## [Tâche 1]
D'après l'extrait sur la revue des dépenses, quel montant d'économies serait tout à fait faisable ?
## [Tâche 2]
Reprenez mot pour mot l'extrait sur la revue des dépenses, de « La revue des » à « sera plus compliqué. ».
## [Tâche 3]
Écrivez la suite de l'extrait sur la revue des dépenses, à partir de là où il s'arrête.

La revue des dépenses du gouvernement a accouché d’une souris ?

Il y a une vraie inflexion et une prise de conscience que je salue, avec un changement de méthode. Mais il faut aller plus loin. Une vraie revue solide et crédible ne peut se résumer à des analyses techniques en vase clos. Elle doit s’inscrire dans la durée et responsabiliser l’ensemble des acteurs : l’État, ses opérateurs, mais aussi la Sécurité sociale et les collectivités locales. Elle doit toucher les dépenses d’investissement comme de fonctionnement. En procédant ainsi, les 12 milliards d’économies sont tout à fait faisables. Beaucoup de pays ont fait plus sans pour autant affaiblir leurs services publics. Si on reste dans la logique française soit du rabot, qui coupe tout un peu ; soit du coup de marteau, qui frappe ici ou là, ce sera plus compliqué.

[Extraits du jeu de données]
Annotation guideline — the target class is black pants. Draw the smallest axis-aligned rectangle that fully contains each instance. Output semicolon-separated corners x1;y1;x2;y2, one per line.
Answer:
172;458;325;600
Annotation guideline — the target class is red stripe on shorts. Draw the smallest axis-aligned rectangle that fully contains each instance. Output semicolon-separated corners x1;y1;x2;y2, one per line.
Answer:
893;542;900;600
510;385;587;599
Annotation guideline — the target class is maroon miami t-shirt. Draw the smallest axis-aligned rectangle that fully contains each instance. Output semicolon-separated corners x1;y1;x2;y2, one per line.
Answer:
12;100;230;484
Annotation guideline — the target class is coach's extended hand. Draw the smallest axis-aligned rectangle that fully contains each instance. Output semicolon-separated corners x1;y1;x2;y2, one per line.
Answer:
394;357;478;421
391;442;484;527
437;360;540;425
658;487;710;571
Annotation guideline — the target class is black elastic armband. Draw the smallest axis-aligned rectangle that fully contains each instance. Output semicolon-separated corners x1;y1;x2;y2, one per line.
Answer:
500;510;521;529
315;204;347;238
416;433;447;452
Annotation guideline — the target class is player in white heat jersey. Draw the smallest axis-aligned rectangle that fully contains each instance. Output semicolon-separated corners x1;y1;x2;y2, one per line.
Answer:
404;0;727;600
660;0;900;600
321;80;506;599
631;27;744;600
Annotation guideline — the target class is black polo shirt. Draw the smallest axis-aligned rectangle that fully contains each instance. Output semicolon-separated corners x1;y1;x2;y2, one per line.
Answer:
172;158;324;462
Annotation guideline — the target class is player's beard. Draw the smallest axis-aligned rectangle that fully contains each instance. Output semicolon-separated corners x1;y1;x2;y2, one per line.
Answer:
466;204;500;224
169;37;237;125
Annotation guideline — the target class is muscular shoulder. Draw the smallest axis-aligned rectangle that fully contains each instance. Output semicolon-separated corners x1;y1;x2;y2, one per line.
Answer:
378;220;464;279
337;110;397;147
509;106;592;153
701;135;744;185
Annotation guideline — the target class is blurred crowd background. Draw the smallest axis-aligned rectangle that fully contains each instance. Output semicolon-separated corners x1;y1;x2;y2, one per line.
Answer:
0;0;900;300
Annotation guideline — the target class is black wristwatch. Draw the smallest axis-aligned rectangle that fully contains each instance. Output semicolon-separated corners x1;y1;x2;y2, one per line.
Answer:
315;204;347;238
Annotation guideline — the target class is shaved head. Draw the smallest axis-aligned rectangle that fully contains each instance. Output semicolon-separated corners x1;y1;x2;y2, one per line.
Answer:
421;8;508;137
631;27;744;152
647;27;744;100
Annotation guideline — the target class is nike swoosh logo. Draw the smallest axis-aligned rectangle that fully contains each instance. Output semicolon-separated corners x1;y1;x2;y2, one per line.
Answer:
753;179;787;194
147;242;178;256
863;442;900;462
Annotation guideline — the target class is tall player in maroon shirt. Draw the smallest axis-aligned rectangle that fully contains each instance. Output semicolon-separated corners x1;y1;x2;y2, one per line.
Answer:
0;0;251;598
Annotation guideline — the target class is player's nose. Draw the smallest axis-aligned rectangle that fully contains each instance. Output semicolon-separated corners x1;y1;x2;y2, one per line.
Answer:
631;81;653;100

## [Réponse écrite 1]
12 milliards d'économies.

## [Réponse écrite 2]
La revue des dépenses du gouvernement a accouché d’une souris ?

Il y a une vraie inflexion et une prise de conscience que je salue, avec un changement de méthode. Mais il faut aller plus loin. Une vraie revue solide et crédible ne peut se résumer à des analyses techniques en vase clos. Elle doit s’inscrire dans la durée et responsabiliser l’ensemble des acteurs : l’État, ses opérateurs, mais aussi la Sécurité sociale et les collectivités locales. Elle doit toucher les dépenses d’investissement comme de fonctionnement. En procédant ainsi, les 12 milliards d’économies sont tout à fait faisables. Beaucoup de pays ont fait plus sans pour autant affaiblir leurs services publics. Si on reste dans la logique française soit du rabot, qui coupe tout un peu ; soit du coup de marteau, qui frappe ici ou là, ce sera plus compliqué.

## [Réponse écrite 3]
Augmenter les franchises sur les boites de médicaments, c’est un coup de rabot sur les dépenses de santé ou c’est nécessaire ?

Je ne porte pas jugement sur la nécessité de le faire ou pas, car nous ne faisons pas de politique, mais cela peut être considéré comme une économie structurelle. De manière plus générale, il faut soulever le capot des politiques publiques pour investir sur ce qui marche et économiser sur ce qui ne marche pas. C’est ce que nous avons montré dans nos neuf notes thématiques. La politique du logement coûte, par exemple, deux fois plus que dans la zone euro. Quels sont ses résultats ? La construction ? Nous sommes dans une crise sans précédent. Le logement social ? Il faudrait augmenter la rotation dans le parc social. Même si ce n’est pas à moi de dire comment, il faudrait sans doute repenser cette politique dans son ensemble.

"La dette publique est l’ennemi du service public"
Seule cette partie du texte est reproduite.